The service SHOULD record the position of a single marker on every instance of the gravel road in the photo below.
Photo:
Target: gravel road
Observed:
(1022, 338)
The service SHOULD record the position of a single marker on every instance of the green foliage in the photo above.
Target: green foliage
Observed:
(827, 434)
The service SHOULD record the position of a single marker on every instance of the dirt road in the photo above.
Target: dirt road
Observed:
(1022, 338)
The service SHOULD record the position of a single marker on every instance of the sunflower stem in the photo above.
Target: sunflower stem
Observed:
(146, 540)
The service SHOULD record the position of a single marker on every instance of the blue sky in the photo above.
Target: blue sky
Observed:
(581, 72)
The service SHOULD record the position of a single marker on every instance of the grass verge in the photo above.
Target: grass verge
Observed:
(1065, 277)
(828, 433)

◆ **Work instructions**:
Could you write out all of the material above again, requests included, multiplying every point coordinate in the answers by 1.3 and rounding each result to a whole number, with halves rounded up?

◆ **Task result**:
The service SHOULD record the position of a single marker on every instance of the gravel road in the photo below.
Photo:
Target: gravel road
Observed:
(1329, 439)
The service SHOULD record the position of a single marker on every instance of the green foliage in the photo above.
Target: green foliage
Observed:
(1075, 564)
The service SHOULD record the position of a single marker on every instance of the dirt road in the photo above.
Target: dirt road
Observed:
(1329, 439)
The service SHOULD record the position of a single marker on every instance of the sunflower stem in the photo above.
Target: sunflower stem
Observed:
(190, 702)
The service SHOULD record the position of a single marker on every instance of the blue sky in the photo above.
Target: blue sky
Observed:
(755, 94)
The service SHOULD record the position of a single marker on every instance of the grass verge in the photo above.
Target: grass verge
Observed:
(1385, 360)
(1076, 563)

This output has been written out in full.